*TASK*
Output all of the data below exactly as given.

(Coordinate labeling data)
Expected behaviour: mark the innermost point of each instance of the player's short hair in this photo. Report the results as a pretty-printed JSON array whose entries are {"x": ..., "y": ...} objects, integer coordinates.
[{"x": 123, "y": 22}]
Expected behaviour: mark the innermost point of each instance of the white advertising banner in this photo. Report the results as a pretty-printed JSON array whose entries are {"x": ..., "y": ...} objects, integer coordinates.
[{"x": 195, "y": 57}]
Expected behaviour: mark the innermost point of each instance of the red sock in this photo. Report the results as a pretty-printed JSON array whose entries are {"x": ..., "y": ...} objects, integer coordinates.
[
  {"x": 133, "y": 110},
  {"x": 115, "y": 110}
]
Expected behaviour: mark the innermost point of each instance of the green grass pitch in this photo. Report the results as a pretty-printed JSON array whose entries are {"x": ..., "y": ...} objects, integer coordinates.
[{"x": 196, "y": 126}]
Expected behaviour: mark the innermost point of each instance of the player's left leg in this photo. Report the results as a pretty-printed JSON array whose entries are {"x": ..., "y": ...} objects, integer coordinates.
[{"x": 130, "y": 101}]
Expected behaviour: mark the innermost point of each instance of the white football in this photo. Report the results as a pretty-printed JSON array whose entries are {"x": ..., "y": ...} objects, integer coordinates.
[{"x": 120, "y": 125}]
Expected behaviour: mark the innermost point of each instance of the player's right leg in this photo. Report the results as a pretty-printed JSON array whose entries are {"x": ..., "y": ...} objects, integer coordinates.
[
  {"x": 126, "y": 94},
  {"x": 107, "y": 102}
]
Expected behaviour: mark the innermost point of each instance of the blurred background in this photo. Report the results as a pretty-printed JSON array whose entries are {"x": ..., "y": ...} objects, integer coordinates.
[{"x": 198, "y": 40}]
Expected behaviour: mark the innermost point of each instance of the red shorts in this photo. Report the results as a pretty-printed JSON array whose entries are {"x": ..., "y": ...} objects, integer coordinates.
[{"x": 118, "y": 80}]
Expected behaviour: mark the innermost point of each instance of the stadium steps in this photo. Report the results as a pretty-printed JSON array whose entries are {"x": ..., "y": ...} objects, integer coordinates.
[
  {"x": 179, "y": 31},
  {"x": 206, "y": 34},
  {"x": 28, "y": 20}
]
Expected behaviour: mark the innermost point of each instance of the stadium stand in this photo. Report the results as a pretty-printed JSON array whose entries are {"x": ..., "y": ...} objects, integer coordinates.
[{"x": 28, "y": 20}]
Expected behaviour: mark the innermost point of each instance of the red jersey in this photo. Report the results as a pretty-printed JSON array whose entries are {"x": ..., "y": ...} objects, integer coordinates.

*PROBLEM SOLUTION*
Expected behaviour: mark the innermost point of each instance of the player's short hair in this photo. Report the results as a pretty-printed JSON array whose entries are {"x": ..., "y": ...} objects, integer coordinates.
[{"x": 123, "y": 22}]
Expected behaviour: mark the innermost point of each instance of the white advertising banner in this photo. Report the results as a pretty-printed JSON array whose entries are {"x": ..., "y": ...} objects, integer coordinates.
[{"x": 195, "y": 57}]
Expected behaviour: mark the innermost point of each instance of the red sock in this photo. Report the results as a pretty-printed JSON array whose entries are {"x": ..., "y": ...} objects, integer coordinates.
[
  {"x": 133, "y": 110},
  {"x": 115, "y": 110}
]
Expected behaviour: mark the innermost point of each instance of the green grass pitch in this photo. Report the results as a pretty-printed JSON array whose entries are {"x": ..., "y": ...} objects, integer coordinates.
[{"x": 196, "y": 126}]
Expected behaviour: mark the innermost point of each instance of the player's left leg in this photo. Report the results as a pretty-printed JSON array whose entries are {"x": ..., "y": ...} objects, integer coordinates.
[{"x": 130, "y": 101}]
Expected behaviour: mark the innermost point of each instance of the white football in this photo. Report the results as a pretty-printed JSON array whose entries are {"x": ..., "y": ...} objects, integer coordinates.
[{"x": 120, "y": 125}]
Expected behaviour: mark the innermost point of each instance of the player's right leg in this photo. Report the results as a pretty-printed JSON array whose entries are {"x": ..., "y": ...} objects, integer coordinates.
[
  {"x": 126, "y": 94},
  {"x": 107, "y": 102}
]
Expected behaviour: mark the innermost point of each instance of the blurred background in this photo. Report the results as a pretty-printed JSON array whose entries are {"x": ..., "y": ...} objects, integer coordinates.
[{"x": 198, "y": 40}]
Expected behaviour: mark the innermost point of each instance of the red shorts in this photo. Report the results as a pretty-printed JSON array whose entries are {"x": ..., "y": ...} objects, integer coordinates.
[{"x": 118, "y": 80}]
Expected behaviour: mark the innermost point of each instance of the stadium steps in this photo. Report the results as a pretty-printed JSON array whose entries are {"x": ..., "y": ...} objects, integer coordinates.
[
  {"x": 179, "y": 31},
  {"x": 206, "y": 34},
  {"x": 28, "y": 20}
]
Expected behaviour: mark the innermost point of each instance of the stadium stand in this photo. Report the results as a pretty-printed JSON array whose entries are {"x": ..., "y": ...} objects, integer coordinates.
[{"x": 28, "y": 20}]
Expected behaviour: mark the innermost point of each instance of the red jersey in this photo. Report the results as a pretty-printed JSON array whose entries are {"x": ..., "y": ...} objects, integer coordinates.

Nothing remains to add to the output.